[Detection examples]

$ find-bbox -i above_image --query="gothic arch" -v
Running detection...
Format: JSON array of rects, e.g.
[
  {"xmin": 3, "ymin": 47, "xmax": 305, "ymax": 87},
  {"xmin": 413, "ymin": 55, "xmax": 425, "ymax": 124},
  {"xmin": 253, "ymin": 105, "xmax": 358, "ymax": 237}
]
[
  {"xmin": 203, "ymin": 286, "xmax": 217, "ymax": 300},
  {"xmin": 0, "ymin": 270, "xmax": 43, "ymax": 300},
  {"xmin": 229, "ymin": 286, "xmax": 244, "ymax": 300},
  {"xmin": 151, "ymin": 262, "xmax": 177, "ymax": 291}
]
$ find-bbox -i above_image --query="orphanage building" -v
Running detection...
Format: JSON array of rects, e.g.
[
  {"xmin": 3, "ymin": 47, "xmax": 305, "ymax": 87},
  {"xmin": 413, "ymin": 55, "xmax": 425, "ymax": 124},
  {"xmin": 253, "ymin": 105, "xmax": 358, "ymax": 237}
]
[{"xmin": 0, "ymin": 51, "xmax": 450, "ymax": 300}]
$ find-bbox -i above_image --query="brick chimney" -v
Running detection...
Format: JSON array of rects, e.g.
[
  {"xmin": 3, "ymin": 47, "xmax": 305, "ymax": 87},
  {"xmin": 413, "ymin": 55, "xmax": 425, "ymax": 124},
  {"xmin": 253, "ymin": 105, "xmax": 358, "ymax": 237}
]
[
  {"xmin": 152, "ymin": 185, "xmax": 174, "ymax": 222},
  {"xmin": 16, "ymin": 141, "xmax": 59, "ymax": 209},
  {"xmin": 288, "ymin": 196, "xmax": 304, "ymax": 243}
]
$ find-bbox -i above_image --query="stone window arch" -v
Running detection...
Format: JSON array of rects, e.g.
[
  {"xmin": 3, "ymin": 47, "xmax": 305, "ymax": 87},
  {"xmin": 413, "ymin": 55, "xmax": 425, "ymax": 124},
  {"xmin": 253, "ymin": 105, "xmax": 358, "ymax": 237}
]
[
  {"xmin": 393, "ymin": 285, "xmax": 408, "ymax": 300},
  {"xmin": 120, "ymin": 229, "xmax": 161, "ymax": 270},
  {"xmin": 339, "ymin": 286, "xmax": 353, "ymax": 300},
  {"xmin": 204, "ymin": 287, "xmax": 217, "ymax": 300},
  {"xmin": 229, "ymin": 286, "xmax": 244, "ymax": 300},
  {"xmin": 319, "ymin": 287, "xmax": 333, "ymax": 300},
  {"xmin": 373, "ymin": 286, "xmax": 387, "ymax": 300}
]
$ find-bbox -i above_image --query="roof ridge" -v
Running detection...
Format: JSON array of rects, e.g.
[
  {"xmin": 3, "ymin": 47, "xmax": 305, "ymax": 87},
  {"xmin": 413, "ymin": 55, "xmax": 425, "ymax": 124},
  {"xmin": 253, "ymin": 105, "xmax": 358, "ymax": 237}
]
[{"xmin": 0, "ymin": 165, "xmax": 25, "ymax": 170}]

● AIM OF THE EXERCISE
Retype every record above exactly as written.

● REPLY
$ find-bbox -i above_image --query="gothic arch" -v
Running detection...
Format: JSON array of rects, e.g.
[
  {"xmin": 3, "ymin": 47, "xmax": 305, "ymax": 87},
  {"xmin": 413, "ymin": 55, "xmax": 425, "ymax": 124},
  {"xmin": 253, "ymin": 105, "xmax": 358, "ymax": 237}
]
[
  {"xmin": 203, "ymin": 286, "xmax": 217, "ymax": 300},
  {"xmin": 0, "ymin": 270, "xmax": 43, "ymax": 300},
  {"xmin": 229, "ymin": 286, "xmax": 244, "ymax": 300},
  {"xmin": 151, "ymin": 262, "xmax": 177, "ymax": 291}
]
$ find-bbox -i above_image --query="orphanage building" -v
Running detection...
Format: JSON array of rects, e.g.
[
  {"xmin": 3, "ymin": 47, "xmax": 305, "ymax": 87},
  {"xmin": 413, "ymin": 55, "xmax": 425, "ymax": 124},
  {"xmin": 253, "ymin": 105, "xmax": 358, "ymax": 237}
]
[{"xmin": 0, "ymin": 51, "xmax": 450, "ymax": 300}]
$ find-bbox -i above_image --query="brick chimney" -v
Running detection...
Format: JSON array of rects, e.g.
[
  {"xmin": 3, "ymin": 47, "xmax": 305, "ymax": 87},
  {"xmin": 413, "ymin": 55, "xmax": 425, "ymax": 124},
  {"xmin": 253, "ymin": 105, "xmax": 358, "ymax": 237}
]
[
  {"xmin": 152, "ymin": 185, "xmax": 174, "ymax": 222},
  {"xmin": 16, "ymin": 141, "xmax": 59, "ymax": 209},
  {"xmin": 288, "ymin": 196, "xmax": 304, "ymax": 243}
]
$ find-bbox -i above_image --query="stone window arch" -v
Running detection...
Format: JSON array of rects, e.g.
[
  {"xmin": 3, "ymin": 47, "xmax": 305, "ymax": 87},
  {"xmin": 413, "ymin": 55, "xmax": 425, "ymax": 124},
  {"xmin": 253, "ymin": 105, "xmax": 358, "ymax": 237}
]
[
  {"xmin": 393, "ymin": 285, "xmax": 408, "ymax": 300},
  {"xmin": 120, "ymin": 229, "xmax": 161, "ymax": 270},
  {"xmin": 339, "ymin": 286, "xmax": 353, "ymax": 300},
  {"xmin": 204, "ymin": 287, "xmax": 217, "ymax": 300},
  {"xmin": 229, "ymin": 286, "xmax": 244, "ymax": 300},
  {"xmin": 319, "ymin": 287, "xmax": 333, "ymax": 300},
  {"xmin": 373, "ymin": 286, "xmax": 387, "ymax": 300}
]
$ find-bbox -i above_image --query="roof ridge" -v
Running detection...
Format: JSON array of rects, e.g.
[
  {"xmin": 3, "ymin": 47, "xmax": 305, "ymax": 87},
  {"xmin": 413, "ymin": 55, "xmax": 425, "ymax": 124},
  {"xmin": 253, "ymin": 105, "xmax": 358, "ymax": 237}
]
[{"xmin": 0, "ymin": 165, "xmax": 25, "ymax": 170}]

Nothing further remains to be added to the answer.